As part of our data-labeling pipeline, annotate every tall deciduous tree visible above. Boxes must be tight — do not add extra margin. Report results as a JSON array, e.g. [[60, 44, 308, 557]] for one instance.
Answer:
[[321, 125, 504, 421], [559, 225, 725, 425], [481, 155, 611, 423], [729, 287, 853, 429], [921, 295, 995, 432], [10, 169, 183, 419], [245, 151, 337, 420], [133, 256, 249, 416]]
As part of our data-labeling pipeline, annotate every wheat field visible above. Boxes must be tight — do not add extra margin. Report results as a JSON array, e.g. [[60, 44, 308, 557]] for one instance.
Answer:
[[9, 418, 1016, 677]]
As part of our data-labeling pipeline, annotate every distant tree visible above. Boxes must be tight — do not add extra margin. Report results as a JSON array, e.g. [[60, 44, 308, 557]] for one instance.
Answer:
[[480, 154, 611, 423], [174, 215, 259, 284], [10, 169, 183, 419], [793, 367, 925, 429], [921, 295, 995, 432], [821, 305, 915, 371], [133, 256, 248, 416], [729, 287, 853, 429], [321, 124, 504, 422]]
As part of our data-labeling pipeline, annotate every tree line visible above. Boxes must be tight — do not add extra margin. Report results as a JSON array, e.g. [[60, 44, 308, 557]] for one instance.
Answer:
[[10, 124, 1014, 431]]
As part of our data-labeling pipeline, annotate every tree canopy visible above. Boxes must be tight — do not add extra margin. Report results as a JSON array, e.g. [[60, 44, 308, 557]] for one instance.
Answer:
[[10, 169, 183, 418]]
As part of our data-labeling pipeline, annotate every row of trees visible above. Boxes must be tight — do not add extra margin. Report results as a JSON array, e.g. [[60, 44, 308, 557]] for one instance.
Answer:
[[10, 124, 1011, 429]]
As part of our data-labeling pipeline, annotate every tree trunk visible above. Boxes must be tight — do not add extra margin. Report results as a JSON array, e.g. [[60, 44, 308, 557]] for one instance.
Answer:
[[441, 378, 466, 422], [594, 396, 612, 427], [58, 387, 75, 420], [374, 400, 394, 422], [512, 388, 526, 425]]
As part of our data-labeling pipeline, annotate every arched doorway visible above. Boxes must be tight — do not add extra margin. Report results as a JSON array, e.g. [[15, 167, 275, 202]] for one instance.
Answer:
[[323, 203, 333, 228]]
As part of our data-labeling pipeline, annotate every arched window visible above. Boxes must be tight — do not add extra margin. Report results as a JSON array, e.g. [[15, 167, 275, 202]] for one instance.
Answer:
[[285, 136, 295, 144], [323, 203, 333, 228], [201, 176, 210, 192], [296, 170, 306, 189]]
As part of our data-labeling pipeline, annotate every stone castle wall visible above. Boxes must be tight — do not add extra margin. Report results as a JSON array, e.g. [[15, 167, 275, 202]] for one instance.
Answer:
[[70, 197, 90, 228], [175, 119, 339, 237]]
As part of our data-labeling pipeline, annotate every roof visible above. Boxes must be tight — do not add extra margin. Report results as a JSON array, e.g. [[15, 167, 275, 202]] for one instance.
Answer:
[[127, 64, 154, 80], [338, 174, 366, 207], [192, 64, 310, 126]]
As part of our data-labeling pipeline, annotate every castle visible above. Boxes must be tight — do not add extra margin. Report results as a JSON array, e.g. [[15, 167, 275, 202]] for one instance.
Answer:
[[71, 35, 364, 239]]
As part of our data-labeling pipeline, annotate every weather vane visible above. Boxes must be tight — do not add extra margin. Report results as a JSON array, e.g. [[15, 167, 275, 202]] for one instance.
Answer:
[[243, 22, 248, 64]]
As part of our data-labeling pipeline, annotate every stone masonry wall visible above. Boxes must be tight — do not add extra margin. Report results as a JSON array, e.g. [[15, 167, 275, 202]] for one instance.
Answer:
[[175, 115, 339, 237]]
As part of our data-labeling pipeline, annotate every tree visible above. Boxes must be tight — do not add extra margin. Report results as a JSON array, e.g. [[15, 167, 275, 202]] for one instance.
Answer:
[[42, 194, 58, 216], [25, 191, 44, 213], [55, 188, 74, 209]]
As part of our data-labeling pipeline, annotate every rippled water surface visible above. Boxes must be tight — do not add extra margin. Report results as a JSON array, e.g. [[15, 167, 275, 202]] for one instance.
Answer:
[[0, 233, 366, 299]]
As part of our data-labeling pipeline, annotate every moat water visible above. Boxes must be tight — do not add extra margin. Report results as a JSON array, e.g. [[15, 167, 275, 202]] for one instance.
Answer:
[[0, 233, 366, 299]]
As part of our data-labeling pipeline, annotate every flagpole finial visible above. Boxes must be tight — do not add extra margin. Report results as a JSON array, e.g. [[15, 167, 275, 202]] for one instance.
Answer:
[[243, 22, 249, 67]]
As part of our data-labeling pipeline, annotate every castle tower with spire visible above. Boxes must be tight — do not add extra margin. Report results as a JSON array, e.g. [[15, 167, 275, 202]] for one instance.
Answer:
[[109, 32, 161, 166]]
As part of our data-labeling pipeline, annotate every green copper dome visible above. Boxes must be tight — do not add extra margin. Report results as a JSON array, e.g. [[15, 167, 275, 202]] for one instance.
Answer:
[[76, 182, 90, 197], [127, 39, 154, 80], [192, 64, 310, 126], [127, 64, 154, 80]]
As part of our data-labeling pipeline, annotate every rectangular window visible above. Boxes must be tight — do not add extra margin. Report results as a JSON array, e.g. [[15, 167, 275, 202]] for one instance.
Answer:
------------------------
__YOUR TASK__. Starting at the line that contains "every tree visible" and ending at the line that contains "188, 74, 209]]", copy every line of the material, with both of those lines included. Multiply each bounding-box coordinate in the answers by 2.25 and round it to a whole number, rounding halves up; leave all other text unchanged, including the sample arrays.

__REPLY TO THE EXERCISE__.
As part of our data-labeling pipeline, annotate every tree visible above. Boxes must be tight — do not add extra margin. Report results as a JSON array, e.g. [[15, 167, 275, 202]] for one instance.
Answer:
[[95, 437, 131, 486], [56, 430, 99, 479], [124, 423, 167, 470]]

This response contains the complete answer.